Prompt A: List every line in the entries below that contains the string "lamp", treating uppercase and lowercase letters as distinct.

Document text:
Project Computing

pageVault

FAQ

Reference

Trial

License

Screenshots

pageVault
pageVault Reference Manual

Part 3 - Operation


  1. Deleting archived data

    Responses can be removed from a pageVault archive based on the URL and timestamp of the response. The removed responses can either be deleted entirely or moved to a separate archive. The ability to remove responses from the main archive to an old archive allows you to keep a series of pageVault archives covering responses for separate time periods, eg, a 2004 archive, a 2005 archive, etc.

    The deletion of responses is handled by the Archiver as part of its normal operation. At a specified time each day, the Archiver will initiate a background process which scans the archive for content to be removed. This process is controlled by parameters supplied in the archiveDeletionRules element archiver parameter file.

    Here's a simple example of deletion rules. The archiver will check each day for all responses more than 366 days old:

    <archiveDeletionRules checkTime="0230" test="n"> <archiveDeletionRule deleteAfterDays="366"> <urlPattern>.*</urlPattern> </archiveDeletionRule> </archiveDeletionRules>

    The time at which the check starts is determined by the checkTime parameter which should specify at time in hhmm format (eg, 0000 for midnight, 0530 for 5:30am, 2100 for 9pm). If this parameter is omitted or invalid it defaults to 0230 (2:30 am)).

    If the test parameter is set to y then the archiver will go through the process of determining which responses to delete but will not actually remove the responses from the archive. If it is set to n then eligible responses will be removed from the archive.

    Multiple archiveDeletionRule elements can be provided each with a separate deleteAfterDays setting. As well, a log file can be specified which will receive all messages produced by the deletion process (if no log file is nominated, deletion processing messages are written to standard output). In the following example, responses with URL's starting with "intranet" are deleted after 183 days, those with responses whose URL's contain "/sales/" are deleted after 1000 days and all other responses are deleted after 355 days:

    <archiveDeletionRules checkTime="0230" deletionLog="c:\pageVault\logs\deletion.log" test="n"> <archiveDeletionRule deleteAfterDays="183"> <urlPattern>^intranet.*</urlPattern> </archiveDeletionRule> <archiveDeletionRule deleteAfterDays="1000"> <urlPattern>.*/sales/.*</urlPattern> </archiveDeletionRule> <archiveDeletionRule deleteAfterDays="366"> <urlPattern>.*</urlPattern> </archiveDeletionRule> </archiveDeletionRules>

    This is how multiple archiveDeletionRules are processed:

    The disposition of a response is determined by any matching rule. However, a "wildcard" rule consisting of just the ".*" regular expression will not match a url which is also matched any other rule. For example, if there were two archiveDeletionRules :

    1. delete after 200 days url's matching ^www.somename.com/fred.*
    2. delete after 100 days url's matching .*

    then the responses at url www.somename.com/fred/index.html will be deleted after 200 days, not after 100 days.

Prompt B: Copy the stretch of the pageVault manual excerpt above from "The disposition of" through "after 100 days.".

Dataset extract:
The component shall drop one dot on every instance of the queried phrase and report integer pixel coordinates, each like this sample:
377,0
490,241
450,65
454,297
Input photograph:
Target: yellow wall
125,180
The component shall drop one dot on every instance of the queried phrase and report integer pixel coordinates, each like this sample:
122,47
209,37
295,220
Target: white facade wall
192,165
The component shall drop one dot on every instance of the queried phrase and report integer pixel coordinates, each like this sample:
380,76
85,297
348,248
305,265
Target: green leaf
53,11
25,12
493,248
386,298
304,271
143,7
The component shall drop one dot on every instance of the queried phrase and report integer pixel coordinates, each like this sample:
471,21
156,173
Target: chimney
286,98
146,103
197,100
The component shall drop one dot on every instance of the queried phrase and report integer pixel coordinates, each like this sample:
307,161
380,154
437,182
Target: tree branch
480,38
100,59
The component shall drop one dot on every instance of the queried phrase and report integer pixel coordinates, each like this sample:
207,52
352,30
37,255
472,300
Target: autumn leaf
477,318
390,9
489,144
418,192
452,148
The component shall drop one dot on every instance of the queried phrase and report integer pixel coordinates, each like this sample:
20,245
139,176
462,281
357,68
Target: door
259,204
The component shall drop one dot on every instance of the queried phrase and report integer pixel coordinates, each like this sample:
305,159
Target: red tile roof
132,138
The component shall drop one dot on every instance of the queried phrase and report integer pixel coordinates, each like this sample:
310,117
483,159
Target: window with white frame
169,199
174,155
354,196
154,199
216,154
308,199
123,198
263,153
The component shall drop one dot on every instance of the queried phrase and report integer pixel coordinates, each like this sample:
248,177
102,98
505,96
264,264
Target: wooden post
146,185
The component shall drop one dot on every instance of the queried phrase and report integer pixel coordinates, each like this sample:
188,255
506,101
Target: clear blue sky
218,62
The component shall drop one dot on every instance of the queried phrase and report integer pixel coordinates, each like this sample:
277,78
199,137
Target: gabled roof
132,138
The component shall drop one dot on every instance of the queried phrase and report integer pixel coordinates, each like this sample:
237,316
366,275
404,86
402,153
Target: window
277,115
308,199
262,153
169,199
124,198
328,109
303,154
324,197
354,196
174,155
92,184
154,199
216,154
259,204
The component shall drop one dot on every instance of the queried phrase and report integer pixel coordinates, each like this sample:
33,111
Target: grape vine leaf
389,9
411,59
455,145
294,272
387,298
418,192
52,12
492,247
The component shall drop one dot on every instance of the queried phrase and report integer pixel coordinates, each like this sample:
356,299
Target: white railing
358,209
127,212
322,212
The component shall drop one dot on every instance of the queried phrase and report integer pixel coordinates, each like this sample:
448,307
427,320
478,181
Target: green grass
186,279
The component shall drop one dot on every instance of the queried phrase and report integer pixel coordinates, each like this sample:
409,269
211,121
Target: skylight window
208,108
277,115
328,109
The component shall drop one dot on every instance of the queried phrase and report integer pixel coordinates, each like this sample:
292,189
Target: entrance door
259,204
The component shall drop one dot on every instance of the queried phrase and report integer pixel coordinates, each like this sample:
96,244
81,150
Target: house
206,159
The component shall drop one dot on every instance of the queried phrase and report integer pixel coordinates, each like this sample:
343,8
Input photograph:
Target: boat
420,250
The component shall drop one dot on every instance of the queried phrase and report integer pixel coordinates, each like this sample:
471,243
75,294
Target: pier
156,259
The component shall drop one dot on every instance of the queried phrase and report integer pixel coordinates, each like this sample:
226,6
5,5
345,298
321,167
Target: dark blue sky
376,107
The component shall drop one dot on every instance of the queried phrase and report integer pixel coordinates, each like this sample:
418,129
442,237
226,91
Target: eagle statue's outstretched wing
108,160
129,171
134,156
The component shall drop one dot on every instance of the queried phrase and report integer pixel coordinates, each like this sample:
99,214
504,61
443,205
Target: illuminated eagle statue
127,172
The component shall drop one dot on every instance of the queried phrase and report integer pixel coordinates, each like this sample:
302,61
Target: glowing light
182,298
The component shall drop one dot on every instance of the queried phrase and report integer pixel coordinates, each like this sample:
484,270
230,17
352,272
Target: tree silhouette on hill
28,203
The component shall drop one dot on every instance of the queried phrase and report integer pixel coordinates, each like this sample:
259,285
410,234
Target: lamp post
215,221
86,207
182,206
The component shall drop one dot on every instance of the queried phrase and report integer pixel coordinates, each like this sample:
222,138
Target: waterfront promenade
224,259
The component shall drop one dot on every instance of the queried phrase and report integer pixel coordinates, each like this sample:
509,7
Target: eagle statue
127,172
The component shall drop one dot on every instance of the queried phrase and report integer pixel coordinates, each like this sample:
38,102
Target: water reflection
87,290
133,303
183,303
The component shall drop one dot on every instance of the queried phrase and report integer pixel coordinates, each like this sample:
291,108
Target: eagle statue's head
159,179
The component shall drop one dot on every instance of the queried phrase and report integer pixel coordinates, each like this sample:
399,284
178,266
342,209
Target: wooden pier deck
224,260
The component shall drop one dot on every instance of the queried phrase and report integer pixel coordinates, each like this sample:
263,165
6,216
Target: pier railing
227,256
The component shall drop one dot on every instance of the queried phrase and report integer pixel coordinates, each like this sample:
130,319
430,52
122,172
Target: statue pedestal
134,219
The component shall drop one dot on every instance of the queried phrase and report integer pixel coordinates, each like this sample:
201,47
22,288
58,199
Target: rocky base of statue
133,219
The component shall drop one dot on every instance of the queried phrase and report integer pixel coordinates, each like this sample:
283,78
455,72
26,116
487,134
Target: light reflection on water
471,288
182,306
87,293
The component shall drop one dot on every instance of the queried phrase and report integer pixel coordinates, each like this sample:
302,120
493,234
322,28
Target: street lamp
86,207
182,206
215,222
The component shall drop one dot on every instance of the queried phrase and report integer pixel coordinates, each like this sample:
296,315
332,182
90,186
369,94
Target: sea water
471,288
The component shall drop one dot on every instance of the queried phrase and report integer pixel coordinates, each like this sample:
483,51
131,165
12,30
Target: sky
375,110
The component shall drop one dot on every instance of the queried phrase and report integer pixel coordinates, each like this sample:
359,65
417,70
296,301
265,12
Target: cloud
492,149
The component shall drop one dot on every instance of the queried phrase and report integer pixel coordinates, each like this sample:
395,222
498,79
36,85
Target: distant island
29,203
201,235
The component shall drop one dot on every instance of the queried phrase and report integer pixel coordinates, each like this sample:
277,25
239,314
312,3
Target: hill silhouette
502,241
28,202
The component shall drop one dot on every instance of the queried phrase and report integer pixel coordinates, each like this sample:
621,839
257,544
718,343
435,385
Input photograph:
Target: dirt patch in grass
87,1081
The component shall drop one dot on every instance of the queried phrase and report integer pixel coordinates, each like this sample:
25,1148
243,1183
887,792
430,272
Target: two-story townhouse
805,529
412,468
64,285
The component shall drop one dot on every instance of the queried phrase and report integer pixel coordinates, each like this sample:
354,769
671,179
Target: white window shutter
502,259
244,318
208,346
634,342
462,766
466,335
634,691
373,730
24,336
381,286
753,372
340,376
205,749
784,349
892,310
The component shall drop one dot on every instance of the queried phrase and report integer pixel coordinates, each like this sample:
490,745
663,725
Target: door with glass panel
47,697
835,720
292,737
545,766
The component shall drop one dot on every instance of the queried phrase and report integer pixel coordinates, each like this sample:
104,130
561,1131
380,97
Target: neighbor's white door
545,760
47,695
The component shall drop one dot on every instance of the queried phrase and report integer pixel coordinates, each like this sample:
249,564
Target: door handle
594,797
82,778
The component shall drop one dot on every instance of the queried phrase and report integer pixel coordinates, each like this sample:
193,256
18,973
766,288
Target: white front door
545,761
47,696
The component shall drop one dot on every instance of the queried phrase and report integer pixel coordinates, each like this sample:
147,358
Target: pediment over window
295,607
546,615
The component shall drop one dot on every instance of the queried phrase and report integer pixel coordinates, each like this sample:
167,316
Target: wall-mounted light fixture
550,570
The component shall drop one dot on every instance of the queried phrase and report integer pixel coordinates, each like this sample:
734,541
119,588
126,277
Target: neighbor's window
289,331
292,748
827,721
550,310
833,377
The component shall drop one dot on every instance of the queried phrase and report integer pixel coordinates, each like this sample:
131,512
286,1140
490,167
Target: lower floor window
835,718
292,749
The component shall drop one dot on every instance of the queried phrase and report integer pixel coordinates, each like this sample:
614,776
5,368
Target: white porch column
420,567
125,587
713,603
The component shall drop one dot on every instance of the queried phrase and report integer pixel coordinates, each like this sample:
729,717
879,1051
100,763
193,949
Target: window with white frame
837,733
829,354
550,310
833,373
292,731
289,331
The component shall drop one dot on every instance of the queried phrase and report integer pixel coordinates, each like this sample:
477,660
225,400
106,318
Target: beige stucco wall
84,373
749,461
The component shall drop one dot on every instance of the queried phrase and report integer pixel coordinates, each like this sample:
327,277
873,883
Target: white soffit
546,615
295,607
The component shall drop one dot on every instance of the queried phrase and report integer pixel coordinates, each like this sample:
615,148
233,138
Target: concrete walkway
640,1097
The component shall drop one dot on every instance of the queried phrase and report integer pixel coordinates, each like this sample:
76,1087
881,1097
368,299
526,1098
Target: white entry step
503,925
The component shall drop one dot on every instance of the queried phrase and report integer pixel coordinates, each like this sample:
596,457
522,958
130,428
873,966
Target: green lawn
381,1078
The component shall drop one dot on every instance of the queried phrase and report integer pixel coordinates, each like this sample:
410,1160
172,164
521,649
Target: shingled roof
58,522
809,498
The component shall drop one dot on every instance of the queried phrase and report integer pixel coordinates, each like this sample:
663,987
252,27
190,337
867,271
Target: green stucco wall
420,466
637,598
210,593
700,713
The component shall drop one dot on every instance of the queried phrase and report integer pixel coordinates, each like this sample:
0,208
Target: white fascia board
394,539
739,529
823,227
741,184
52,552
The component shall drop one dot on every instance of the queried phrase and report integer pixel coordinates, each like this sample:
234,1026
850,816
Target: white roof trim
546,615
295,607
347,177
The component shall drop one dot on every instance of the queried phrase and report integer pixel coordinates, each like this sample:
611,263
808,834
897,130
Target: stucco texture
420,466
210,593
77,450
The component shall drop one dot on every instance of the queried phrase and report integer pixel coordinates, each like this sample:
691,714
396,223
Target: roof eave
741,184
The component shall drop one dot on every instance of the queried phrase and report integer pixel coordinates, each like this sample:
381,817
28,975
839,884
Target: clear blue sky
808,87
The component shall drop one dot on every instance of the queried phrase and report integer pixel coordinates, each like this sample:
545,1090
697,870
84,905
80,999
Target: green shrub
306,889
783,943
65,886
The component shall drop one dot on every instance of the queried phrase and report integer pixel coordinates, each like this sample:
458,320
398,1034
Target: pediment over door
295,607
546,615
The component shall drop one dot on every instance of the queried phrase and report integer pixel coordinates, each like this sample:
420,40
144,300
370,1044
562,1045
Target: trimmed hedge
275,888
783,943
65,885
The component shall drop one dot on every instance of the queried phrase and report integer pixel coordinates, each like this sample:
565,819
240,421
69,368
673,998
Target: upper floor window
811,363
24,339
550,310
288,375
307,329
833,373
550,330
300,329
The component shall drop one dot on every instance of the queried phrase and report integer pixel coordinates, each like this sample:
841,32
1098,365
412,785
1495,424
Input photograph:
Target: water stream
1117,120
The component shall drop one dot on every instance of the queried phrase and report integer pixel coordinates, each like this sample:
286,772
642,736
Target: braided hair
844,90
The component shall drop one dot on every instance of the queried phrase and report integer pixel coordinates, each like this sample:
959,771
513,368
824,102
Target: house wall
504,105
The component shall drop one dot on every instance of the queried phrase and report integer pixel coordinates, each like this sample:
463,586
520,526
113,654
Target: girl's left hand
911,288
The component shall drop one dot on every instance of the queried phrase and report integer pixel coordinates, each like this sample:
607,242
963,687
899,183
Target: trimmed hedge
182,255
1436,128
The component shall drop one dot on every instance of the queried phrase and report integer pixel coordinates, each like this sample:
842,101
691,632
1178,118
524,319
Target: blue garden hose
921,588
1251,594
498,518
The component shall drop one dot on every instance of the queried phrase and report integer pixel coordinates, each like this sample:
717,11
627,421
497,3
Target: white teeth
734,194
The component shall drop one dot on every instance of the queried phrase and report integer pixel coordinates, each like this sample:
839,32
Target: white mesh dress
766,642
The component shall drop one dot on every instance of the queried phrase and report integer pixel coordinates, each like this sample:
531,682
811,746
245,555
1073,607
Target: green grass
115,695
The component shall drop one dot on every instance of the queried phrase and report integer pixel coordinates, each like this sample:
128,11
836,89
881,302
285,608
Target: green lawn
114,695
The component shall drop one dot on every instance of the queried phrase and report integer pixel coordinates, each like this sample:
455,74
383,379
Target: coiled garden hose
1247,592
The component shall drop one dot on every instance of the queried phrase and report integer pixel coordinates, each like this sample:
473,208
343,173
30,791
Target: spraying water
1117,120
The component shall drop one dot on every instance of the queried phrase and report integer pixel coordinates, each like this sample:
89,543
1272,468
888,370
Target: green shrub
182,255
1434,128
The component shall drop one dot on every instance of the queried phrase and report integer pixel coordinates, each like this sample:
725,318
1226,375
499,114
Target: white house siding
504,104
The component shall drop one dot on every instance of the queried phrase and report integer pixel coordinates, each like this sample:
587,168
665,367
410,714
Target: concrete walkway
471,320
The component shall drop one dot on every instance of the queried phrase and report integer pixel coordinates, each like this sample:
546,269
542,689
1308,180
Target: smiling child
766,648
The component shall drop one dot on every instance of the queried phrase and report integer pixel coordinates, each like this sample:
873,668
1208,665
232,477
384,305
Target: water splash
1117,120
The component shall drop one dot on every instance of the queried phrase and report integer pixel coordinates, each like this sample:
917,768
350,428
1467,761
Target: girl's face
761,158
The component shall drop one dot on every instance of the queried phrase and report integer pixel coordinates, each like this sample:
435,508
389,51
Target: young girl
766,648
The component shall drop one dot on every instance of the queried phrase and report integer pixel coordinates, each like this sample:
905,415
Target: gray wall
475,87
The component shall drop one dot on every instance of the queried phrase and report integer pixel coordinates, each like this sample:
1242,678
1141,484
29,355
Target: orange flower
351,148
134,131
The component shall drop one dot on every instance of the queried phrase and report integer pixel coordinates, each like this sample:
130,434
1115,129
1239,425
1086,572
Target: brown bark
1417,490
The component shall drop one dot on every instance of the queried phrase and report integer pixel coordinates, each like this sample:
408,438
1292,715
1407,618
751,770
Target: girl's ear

Correct output A:
Target: lamp post
Target: street lamp

Correct output B:
The disposition of a response is determined by any matching rule. However, a "wildcard" rule consisting of just the ".*" regular expression will not match a url which is also matched any other rule. For example, if there were two archiveDeletionRules :

    1. delete after 200 days url's matching ^www.somename.com/fred.*
    2. delete after 100 days url's matching .*

    then the responses at url www.somename.com/fred/index.html will be deleted after 200 days, not after 100 days.